____ Stored records
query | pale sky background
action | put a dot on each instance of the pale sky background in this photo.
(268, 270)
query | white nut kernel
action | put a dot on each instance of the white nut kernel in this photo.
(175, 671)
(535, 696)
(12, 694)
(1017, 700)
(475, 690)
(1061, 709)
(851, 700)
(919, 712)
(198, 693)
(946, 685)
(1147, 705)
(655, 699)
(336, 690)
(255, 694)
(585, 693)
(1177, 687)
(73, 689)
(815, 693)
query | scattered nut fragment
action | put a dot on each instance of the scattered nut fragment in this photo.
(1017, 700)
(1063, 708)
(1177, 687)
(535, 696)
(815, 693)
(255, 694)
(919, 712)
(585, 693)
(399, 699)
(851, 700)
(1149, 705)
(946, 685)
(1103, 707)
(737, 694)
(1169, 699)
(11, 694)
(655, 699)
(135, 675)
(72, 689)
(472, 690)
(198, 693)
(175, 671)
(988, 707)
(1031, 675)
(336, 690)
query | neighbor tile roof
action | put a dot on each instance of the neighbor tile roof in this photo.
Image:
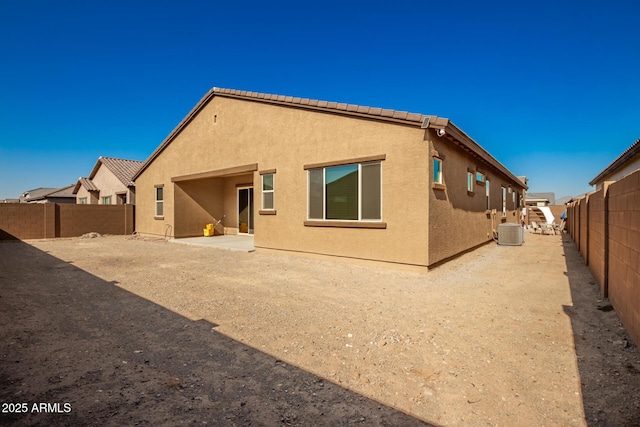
(86, 183)
(626, 155)
(123, 169)
(43, 193)
(62, 192)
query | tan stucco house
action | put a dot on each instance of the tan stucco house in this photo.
(109, 183)
(326, 178)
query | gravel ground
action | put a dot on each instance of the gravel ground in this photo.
(145, 332)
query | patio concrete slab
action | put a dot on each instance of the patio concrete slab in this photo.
(234, 243)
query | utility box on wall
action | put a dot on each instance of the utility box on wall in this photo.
(510, 234)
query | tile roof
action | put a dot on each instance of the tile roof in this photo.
(375, 113)
(626, 155)
(36, 193)
(43, 193)
(62, 192)
(86, 183)
(123, 169)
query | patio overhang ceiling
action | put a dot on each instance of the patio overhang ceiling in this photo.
(219, 173)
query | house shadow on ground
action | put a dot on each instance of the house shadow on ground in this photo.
(608, 362)
(95, 354)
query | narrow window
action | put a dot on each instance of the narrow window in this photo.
(504, 201)
(488, 193)
(267, 191)
(159, 202)
(371, 191)
(437, 170)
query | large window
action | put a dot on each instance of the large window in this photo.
(267, 191)
(350, 192)
(159, 202)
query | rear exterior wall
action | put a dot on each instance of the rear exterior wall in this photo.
(230, 133)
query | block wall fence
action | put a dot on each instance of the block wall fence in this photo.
(605, 225)
(22, 221)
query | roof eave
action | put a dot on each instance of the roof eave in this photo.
(457, 134)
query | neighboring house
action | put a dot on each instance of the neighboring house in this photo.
(49, 195)
(109, 183)
(626, 163)
(326, 178)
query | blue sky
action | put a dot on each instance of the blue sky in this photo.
(549, 88)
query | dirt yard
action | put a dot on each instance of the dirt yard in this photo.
(116, 331)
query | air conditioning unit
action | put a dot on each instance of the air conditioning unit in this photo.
(510, 234)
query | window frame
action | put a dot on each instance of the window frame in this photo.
(470, 182)
(360, 193)
(504, 200)
(267, 210)
(158, 202)
(439, 178)
(487, 184)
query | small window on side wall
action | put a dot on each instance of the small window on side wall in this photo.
(437, 170)
(159, 202)
(268, 191)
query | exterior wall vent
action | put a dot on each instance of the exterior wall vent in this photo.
(510, 234)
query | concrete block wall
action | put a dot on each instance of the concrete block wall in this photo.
(613, 248)
(76, 220)
(48, 220)
(596, 238)
(624, 251)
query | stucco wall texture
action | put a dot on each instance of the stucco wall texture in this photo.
(614, 258)
(231, 133)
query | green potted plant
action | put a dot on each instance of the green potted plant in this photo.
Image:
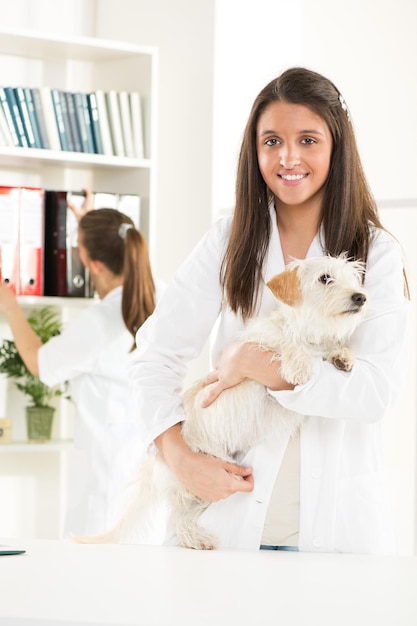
(39, 413)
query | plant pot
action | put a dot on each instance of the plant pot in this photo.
(39, 421)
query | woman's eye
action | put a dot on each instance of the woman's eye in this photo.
(271, 142)
(325, 279)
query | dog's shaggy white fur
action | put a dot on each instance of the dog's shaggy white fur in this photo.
(320, 302)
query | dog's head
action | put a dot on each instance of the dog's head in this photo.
(324, 290)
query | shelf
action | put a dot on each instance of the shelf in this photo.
(55, 445)
(45, 46)
(10, 156)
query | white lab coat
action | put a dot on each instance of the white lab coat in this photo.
(92, 353)
(343, 501)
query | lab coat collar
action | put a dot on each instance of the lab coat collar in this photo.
(274, 262)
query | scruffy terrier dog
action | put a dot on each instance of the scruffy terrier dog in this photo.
(320, 302)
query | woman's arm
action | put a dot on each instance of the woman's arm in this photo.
(206, 477)
(26, 340)
(242, 360)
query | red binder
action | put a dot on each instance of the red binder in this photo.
(31, 241)
(9, 237)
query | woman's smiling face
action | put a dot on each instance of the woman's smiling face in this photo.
(294, 148)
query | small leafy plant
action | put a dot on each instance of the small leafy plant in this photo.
(46, 324)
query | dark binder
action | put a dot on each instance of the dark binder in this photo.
(64, 273)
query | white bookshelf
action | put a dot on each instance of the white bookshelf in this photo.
(73, 64)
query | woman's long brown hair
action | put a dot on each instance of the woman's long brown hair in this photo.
(125, 256)
(349, 209)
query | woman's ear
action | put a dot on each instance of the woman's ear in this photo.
(95, 267)
(286, 287)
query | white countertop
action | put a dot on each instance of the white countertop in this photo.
(64, 584)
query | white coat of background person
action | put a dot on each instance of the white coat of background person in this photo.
(300, 192)
(92, 355)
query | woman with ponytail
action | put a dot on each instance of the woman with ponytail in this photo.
(92, 355)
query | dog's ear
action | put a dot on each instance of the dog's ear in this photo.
(286, 287)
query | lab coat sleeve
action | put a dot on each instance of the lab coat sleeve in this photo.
(380, 346)
(76, 349)
(176, 333)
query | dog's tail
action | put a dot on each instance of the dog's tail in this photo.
(133, 522)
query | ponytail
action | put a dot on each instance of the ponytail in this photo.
(138, 298)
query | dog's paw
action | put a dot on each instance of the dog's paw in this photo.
(296, 373)
(343, 359)
(198, 541)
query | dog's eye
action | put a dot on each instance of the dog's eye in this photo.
(325, 279)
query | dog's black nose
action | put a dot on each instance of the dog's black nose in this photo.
(359, 299)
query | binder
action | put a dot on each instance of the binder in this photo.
(9, 237)
(31, 237)
(64, 273)
(55, 261)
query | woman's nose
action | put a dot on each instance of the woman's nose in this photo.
(289, 159)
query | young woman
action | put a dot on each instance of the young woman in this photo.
(300, 192)
(92, 354)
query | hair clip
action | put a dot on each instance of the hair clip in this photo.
(344, 105)
(123, 228)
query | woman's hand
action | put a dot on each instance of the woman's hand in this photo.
(204, 476)
(26, 340)
(8, 302)
(88, 205)
(242, 360)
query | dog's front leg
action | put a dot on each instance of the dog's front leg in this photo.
(342, 358)
(185, 512)
(296, 365)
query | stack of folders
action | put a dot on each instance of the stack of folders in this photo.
(39, 253)
(99, 122)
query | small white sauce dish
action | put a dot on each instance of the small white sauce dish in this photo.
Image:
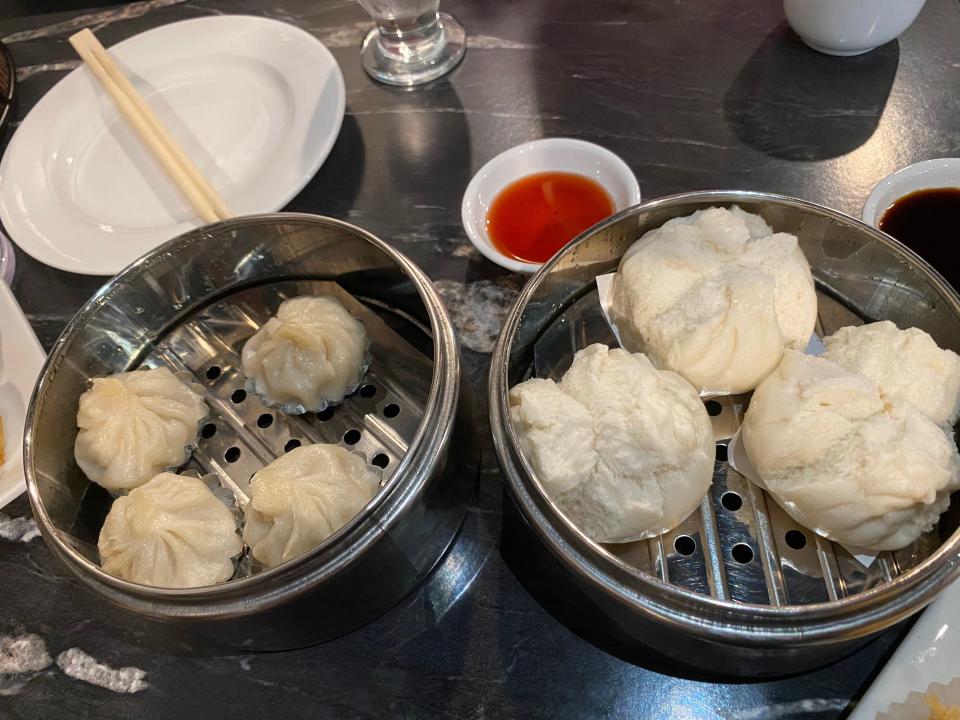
(850, 27)
(547, 155)
(943, 172)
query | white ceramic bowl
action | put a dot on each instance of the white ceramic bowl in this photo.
(943, 172)
(850, 27)
(547, 155)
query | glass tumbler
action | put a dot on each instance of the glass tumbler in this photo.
(412, 43)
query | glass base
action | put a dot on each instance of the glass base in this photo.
(419, 64)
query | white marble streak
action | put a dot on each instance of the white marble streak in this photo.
(488, 42)
(23, 654)
(453, 110)
(27, 71)
(795, 708)
(479, 308)
(94, 20)
(18, 529)
(346, 35)
(81, 666)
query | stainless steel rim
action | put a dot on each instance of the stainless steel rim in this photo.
(261, 591)
(725, 621)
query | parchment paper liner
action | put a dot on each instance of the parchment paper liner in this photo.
(917, 705)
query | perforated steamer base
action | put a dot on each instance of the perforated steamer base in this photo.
(241, 434)
(740, 545)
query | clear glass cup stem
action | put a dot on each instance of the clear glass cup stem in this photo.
(412, 42)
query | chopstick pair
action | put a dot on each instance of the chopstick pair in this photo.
(179, 168)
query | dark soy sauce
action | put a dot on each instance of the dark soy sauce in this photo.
(928, 221)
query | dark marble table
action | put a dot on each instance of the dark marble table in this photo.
(694, 94)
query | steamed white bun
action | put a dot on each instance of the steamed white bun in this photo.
(905, 364)
(302, 498)
(173, 532)
(309, 354)
(134, 425)
(715, 297)
(843, 460)
(626, 451)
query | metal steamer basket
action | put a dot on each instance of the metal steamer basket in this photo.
(190, 305)
(739, 588)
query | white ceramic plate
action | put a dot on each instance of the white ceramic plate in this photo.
(943, 172)
(256, 103)
(21, 358)
(546, 155)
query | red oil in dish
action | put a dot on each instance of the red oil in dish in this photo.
(535, 216)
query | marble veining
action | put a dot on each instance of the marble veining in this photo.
(27, 71)
(81, 666)
(23, 654)
(94, 21)
(18, 529)
(479, 308)
(692, 94)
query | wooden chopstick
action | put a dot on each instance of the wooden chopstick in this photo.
(181, 170)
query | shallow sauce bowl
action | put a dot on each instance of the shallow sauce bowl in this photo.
(548, 155)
________
What you should do: Reproduce, word for word, only the lines from the one that contains "query | glass tumbler" through the final line.

Response to this exercise:
query | glass tumbler
action | put a dot on each instance of the glass tumbler in this photo.
(412, 43)
query | glass base
action | put a dot on each instance of the glass base in this photo.
(419, 64)
query | white marble streak
action | put a dot on each instance of the white marble streak in this photo.
(488, 42)
(23, 654)
(453, 110)
(27, 71)
(795, 708)
(479, 308)
(94, 20)
(18, 529)
(346, 35)
(81, 666)
query | stainless steel rim
action | put a dot on each instance of the stainless steel rim in this photo.
(261, 591)
(725, 621)
query | parchment paper liner
action | put a dot on each instance of the parchment paper liner in this photo.
(917, 705)
query | perforated steamer base
action | put a dot on each instance of the perforated steamer base in this photo.
(241, 434)
(740, 545)
query | clear glass cup stem
action | put a dot on each instance of the clear glass cup stem in this photo.
(412, 42)
query | chopstick pair
action | put a dot on each instance of the chopstick pair in this photo.
(179, 168)
query | dark soy sauce
action | put a dot on each instance of the dark soy sauce in this photo.
(928, 221)
query | dark marble table
action | put a dot on each instance of the dark marble table in this photo.
(694, 94)
query | steamed white bun
action | put a dot on each instance of the steamed white bun in this photo.
(905, 364)
(302, 498)
(173, 532)
(309, 354)
(134, 425)
(715, 297)
(843, 460)
(626, 451)
query | metal steamer basket
action | put a dot on each instance of the metal steamer basket in this photo.
(190, 305)
(739, 588)
query | white ceramic plate
action | put a dot on each instance of the white ceramic plate in this photo.
(943, 172)
(256, 103)
(21, 358)
(546, 155)
query | red oil in dish
action | put a dot on each instance of the red oil in dish in this photo.
(535, 216)
query | marble veining
action | put a dot on each instance of the marble veining in this photo.
(27, 71)
(81, 666)
(23, 654)
(94, 21)
(18, 529)
(479, 308)
(692, 94)
query | wooden chopstick
action | put a dot on each instance of the wooden chopstick in this photo.
(181, 170)
query | shallow sauce bowl
action | put a dot on each instance of the shallow sauce bowl in this photo.
(548, 155)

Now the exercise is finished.